Transcribe, word for word, every line from the one containing "In this exercise you will label the motorcycle" through the final line of the records, and omit the pictures.
* begin Task material *
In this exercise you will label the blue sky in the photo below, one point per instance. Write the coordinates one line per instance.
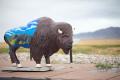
(83, 15)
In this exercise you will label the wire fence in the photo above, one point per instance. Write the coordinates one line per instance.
(3, 45)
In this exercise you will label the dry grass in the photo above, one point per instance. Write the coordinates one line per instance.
(106, 47)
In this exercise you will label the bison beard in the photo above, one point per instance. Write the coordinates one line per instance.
(47, 40)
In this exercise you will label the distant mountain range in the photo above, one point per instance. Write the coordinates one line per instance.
(107, 33)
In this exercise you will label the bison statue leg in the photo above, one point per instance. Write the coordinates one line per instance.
(47, 58)
(14, 59)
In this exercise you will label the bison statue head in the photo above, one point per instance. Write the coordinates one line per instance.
(49, 37)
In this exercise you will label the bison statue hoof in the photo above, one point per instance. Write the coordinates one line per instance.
(38, 66)
(14, 64)
(48, 65)
(19, 65)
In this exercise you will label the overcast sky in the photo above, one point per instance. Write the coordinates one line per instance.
(83, 15)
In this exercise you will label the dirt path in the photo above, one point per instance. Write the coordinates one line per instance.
(63, 71)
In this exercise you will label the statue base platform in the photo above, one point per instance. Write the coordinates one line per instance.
(27, 69)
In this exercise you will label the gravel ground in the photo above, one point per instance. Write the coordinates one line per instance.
(77, 58)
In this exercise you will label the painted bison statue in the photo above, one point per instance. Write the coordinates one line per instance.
(43, 36)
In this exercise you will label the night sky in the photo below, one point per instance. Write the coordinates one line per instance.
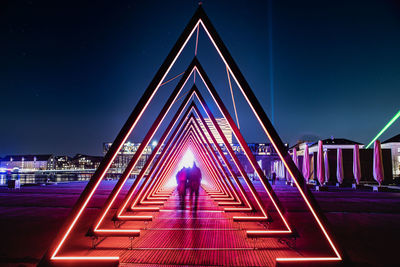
(71, 72)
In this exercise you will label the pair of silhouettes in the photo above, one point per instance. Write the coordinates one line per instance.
(189, 178)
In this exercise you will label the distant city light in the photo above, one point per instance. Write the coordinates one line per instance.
(385, 128)
(187, 160)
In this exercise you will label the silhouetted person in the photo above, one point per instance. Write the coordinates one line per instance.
(194, 181)
(181, 180)
(273, 178)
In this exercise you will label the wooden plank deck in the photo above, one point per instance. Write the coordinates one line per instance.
(207, 236)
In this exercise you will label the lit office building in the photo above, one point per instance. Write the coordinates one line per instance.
(125, 155)
(28, 162)
(223, 124)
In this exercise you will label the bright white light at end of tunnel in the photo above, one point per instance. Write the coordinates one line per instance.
(187, 160)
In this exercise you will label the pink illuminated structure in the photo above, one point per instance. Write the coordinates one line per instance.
(188, 135)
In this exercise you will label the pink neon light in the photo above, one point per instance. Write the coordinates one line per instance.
(115, 154)
(276, 149)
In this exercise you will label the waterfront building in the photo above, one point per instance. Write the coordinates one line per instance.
(125, 155)
(28, 162)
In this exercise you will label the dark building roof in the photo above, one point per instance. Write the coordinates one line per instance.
(336, 141)
(394, 139)
(44, 157)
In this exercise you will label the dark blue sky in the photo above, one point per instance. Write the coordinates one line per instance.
(71, 72)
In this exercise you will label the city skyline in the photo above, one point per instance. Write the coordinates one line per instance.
(78, 79)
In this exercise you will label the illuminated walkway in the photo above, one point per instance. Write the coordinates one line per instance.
(30, 218)
(186, 237)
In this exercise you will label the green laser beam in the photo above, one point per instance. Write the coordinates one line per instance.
(385, 128)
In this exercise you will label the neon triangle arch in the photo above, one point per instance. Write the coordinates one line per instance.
(199, 18)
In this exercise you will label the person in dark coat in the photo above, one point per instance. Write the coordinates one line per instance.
(273, 178)
(194, 181)
(181, 180)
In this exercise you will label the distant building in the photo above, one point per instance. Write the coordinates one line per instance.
(125, 155)
(394, 145)
(81, 162)
(28, 162)
(63, 163)
(223, 124)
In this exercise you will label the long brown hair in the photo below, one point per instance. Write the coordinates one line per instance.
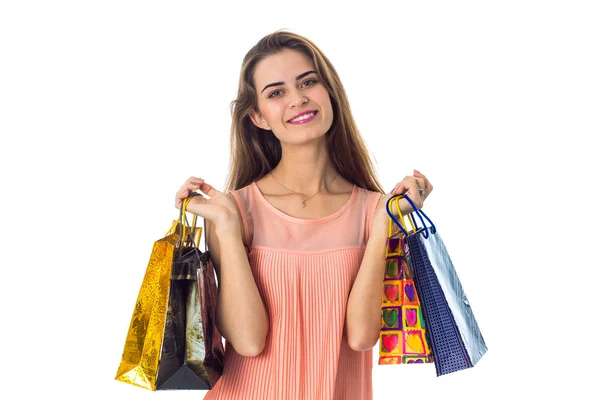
(255, 151)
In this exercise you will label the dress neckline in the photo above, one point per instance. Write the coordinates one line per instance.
(304, 220)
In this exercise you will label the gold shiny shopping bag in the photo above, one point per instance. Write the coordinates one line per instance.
(149, 358)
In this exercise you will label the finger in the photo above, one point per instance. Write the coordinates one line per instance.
(208, 190)
(428, 186)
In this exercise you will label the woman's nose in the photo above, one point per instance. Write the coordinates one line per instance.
(298, 99)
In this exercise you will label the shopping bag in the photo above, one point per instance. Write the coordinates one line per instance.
(173, 342)
(402, 338)
(455, 337)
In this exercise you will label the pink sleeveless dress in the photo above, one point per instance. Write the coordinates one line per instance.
(304, 271)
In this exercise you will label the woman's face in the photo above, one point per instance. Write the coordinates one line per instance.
(286, 87)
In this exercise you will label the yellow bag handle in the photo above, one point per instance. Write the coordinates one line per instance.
(401, 216)
(391, 225)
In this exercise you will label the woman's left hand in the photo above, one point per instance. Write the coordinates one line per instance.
(417, 187)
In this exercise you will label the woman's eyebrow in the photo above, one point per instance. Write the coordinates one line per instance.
(302, 75)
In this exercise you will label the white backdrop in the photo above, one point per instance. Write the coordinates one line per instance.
(106, 107)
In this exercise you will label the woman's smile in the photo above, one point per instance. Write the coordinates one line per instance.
(304, 118)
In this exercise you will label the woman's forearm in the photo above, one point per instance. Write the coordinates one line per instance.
(241, 314)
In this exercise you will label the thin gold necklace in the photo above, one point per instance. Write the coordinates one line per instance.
(305, 200)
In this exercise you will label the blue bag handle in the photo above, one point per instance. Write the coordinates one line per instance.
(419, 213)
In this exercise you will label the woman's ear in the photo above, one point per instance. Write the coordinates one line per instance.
(258, 120)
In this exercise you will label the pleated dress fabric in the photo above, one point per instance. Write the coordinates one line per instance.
(304, 270)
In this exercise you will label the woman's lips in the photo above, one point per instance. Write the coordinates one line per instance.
(305, 120)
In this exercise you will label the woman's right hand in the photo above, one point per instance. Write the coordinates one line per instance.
(220, 209)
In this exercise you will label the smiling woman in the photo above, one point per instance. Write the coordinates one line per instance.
(298, 237)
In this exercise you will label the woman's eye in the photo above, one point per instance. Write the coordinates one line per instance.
(271, 95)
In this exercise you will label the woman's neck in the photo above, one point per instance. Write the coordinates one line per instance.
(304, 170)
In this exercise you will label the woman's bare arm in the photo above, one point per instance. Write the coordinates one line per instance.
(241, 315)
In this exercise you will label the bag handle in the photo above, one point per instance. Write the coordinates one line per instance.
(419, 213)
(186, 229)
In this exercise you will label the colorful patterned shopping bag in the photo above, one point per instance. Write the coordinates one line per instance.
(453, 332)
(403, 338)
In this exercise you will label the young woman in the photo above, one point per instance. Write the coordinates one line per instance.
(298, 237)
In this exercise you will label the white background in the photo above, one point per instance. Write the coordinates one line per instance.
(106, 107)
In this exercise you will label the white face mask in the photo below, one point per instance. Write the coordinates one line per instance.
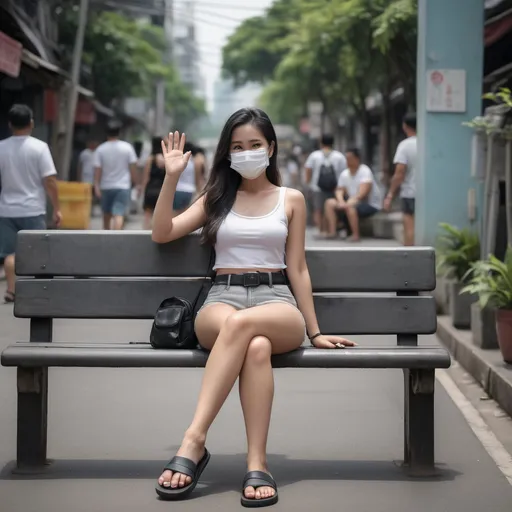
(250, 164)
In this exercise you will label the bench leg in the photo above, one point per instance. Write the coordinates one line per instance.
(32, 419)
(419, 422)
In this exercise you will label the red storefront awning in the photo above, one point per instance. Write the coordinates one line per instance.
(10, 55)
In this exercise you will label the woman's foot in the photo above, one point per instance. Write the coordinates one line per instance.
(191, 448)
(261, 492)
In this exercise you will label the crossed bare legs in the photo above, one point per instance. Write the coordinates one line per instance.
(241, 344)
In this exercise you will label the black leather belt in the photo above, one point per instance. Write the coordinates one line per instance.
(252, 279)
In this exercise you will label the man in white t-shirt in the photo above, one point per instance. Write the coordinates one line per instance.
(27, 175)
(323, 169)
(357, 196)
(405, 177)
(115, 166)
(86, 163)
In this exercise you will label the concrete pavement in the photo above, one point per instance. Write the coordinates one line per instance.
(334, 437)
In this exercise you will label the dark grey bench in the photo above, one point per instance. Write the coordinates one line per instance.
(112, 275)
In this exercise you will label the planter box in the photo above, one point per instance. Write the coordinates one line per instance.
(483, 327)
(460, 306)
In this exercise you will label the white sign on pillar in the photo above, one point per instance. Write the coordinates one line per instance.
(446, 90)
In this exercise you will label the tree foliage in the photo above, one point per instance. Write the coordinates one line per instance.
(333, 51)
(124, 57)
(260, 43)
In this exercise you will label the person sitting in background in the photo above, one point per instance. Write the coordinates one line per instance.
(357, 197)
(152, 180)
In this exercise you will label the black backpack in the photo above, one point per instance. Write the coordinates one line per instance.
(327, 179)
(173, 327)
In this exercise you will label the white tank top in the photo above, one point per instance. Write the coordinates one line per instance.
(187, 181)
(253, 242)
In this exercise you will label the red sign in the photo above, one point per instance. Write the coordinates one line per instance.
(10, 55)
(85, 111)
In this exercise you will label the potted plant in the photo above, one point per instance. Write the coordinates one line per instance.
(458, 249)
(491, 280)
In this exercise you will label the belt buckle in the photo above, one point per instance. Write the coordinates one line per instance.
(252, 279)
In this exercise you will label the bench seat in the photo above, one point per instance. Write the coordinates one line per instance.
(135, 355)
(125, 275)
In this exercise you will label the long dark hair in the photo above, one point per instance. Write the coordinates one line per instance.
(223, 183)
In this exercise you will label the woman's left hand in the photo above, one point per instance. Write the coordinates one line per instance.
(325, 341)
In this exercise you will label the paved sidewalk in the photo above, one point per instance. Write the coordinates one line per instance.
(486, 366)
(334, 437)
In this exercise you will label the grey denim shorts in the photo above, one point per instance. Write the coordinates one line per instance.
(241, 297)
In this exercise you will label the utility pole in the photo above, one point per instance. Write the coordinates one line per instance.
(73, 90)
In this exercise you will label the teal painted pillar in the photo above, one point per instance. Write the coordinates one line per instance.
(450, 65)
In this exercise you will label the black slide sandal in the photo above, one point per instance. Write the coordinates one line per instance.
(185, 467)
(258, 479)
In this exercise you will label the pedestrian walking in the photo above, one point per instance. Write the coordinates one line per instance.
(404, 177)
(323, 170)
(115, 163)
(28, 175)
(85, 171)
(152, 180)
(257, 229)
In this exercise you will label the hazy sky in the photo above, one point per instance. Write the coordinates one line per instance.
(215, 21)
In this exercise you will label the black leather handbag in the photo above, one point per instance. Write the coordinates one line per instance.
(173, 326)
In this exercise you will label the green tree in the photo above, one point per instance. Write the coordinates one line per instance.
(334, 51)
(123, 57)
(259, 44)
(118, 59)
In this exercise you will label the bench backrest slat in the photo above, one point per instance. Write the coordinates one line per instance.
(129, 254)
(136, 298)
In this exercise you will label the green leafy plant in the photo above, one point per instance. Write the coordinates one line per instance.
(491, 280)
(457, 251)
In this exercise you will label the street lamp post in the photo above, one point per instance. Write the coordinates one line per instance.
(73, 90)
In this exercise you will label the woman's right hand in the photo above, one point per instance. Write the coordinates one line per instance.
(175, 159)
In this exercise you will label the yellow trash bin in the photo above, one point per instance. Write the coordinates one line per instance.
(75, 204)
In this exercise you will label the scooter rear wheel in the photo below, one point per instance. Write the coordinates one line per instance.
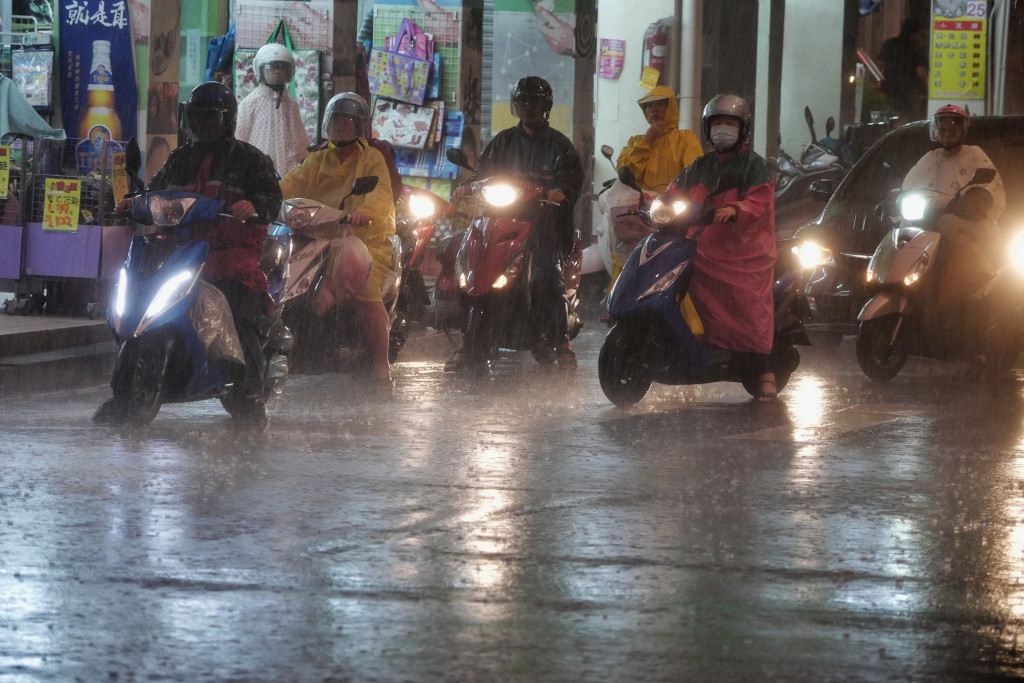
(880, 354)
(621, 371)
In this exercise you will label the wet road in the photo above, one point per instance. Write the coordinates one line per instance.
(523, 529)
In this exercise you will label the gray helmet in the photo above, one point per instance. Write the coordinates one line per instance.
(733, 105)
(346, 103)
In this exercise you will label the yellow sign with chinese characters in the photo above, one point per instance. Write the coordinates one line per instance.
(4, 170)
(62, 199)
(960, 35)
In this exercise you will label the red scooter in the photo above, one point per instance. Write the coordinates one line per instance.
(494, 269)
(416, 213)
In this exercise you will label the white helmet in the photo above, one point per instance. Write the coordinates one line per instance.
(346, 103)
(273, 54)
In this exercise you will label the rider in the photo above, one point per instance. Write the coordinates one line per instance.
(659, 155)
(655, 159)
(268, 117)
(733, 270)
(217, 165)
(534, 146)
(327, 176)
(971, 224)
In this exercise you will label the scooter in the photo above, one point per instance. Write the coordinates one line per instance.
(494, 268)
(328, 329)
(415, 225)
(651, 341)
(175, 332)
(899, 319)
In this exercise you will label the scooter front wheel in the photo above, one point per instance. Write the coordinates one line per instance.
(140, 385)
(882, 347)
(621, 371)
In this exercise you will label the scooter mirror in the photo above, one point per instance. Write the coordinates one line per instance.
(982, 176)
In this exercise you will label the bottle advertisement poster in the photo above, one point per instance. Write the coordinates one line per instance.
(99, 99)
(960, 35)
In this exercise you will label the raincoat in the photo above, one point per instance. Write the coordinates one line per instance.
(655, 166)
(271, 122)
(734, 266)
(324, 178)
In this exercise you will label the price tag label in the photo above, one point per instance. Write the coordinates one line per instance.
(62, 199)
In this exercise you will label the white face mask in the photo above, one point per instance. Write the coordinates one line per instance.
(724, 136)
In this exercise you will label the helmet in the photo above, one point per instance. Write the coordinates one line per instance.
(346, 103)
(733, 105)
(530, 87)
(949, 112)
(267, 55)
(207, 99)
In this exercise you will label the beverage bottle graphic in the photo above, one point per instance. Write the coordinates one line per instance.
(99, 121)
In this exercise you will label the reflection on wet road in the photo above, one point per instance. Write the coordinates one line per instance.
(523, 528)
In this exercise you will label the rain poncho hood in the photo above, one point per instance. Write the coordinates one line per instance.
(656, 165)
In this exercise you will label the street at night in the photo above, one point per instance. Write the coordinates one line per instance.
(522, 528)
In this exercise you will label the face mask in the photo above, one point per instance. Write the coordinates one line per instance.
(724, 136)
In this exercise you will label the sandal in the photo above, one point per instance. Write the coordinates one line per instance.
(767, 396)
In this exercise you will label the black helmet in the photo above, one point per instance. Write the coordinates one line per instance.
(732, 105)
(530, 87)
(208, 98)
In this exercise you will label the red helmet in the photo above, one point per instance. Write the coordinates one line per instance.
(949, 112)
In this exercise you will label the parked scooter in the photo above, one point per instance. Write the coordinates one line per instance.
(416, 212)
(900, 318)
(328, 330)
(651, 340)
(175, 332)
(494, 268)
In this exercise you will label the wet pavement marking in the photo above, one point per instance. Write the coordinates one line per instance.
(832, 424)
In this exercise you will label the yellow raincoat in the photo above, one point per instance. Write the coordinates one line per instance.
(321, 177)
(656, 167)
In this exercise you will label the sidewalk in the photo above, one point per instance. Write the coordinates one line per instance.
(40, 353)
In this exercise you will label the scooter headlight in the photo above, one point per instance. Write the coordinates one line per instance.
(421, 207)
(813, 255)
(501, 194)
(299, 214)
(663, 212)
(165, 211)
(911, 207)
(170, 293)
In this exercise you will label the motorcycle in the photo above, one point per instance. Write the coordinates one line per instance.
(803, 188)
(494, 269)
(175, 332)
(415, 225)
(311, 313)
(651, 341)
(900, 319)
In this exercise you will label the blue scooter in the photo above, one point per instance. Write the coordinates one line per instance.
(651, 341)
(176, 335)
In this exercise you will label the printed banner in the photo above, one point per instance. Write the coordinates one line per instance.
(960, 35)
(90, 32)
(611, 55)
(4, 170)
(62, 200)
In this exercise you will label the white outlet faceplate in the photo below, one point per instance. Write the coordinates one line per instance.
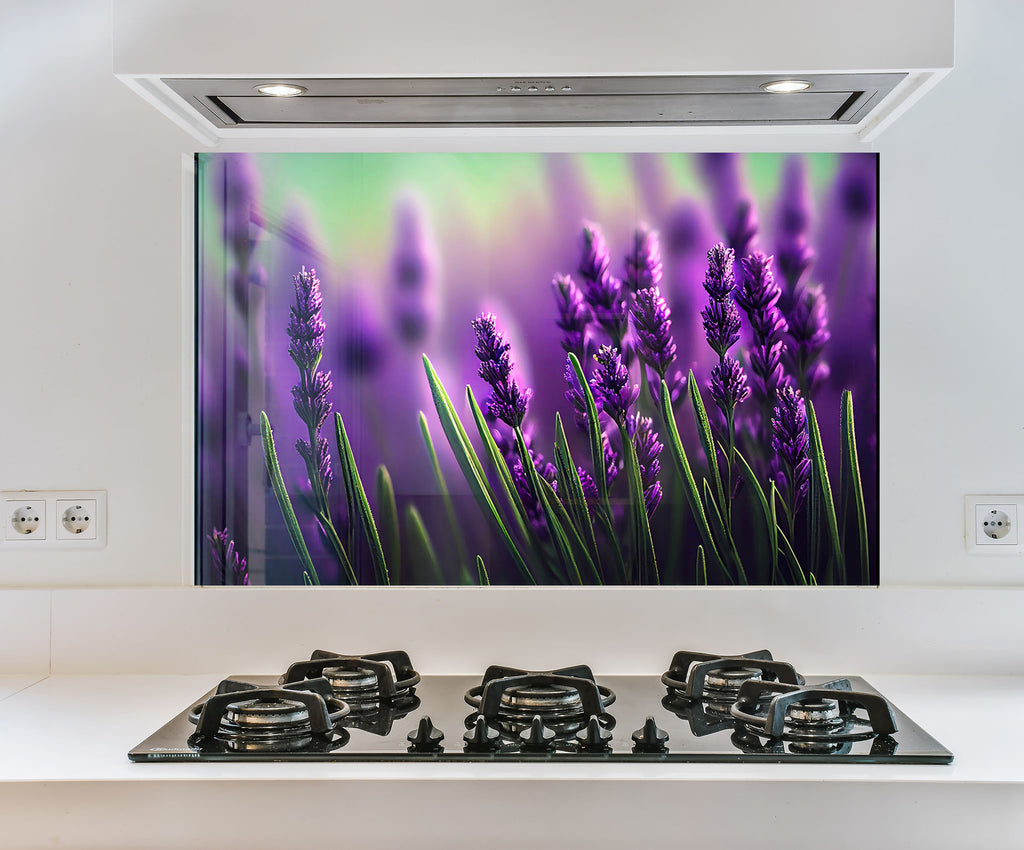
(53, 518)
(991, 524)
* end Task material *
Solution:
In this exercise you will label the motorcycle in the photo above, one point per instance. Write the coordinates one line per instance.
(803, 188)
(494, 269)
(175, 332)
(415, 225)
(311, 313)
(651, 341)
(900, 319)
In this exercise you will label the blue scooter in the photo above, one point per instance. Write the coordinates one line per instance.
(651, 341)
(176, 335)
In this exercise you will label the printed banner in the photo above, one point per instance. Write the coordinates one line per instance.
(960, 35)
(90, 32)
(611, 55)
(4, 170)
(62, 200)
In this exercise you will label the white outlet faceplate in the photo below, one point per instance. Write the coordinates one line per instance.
(53, 518)
(991, 524)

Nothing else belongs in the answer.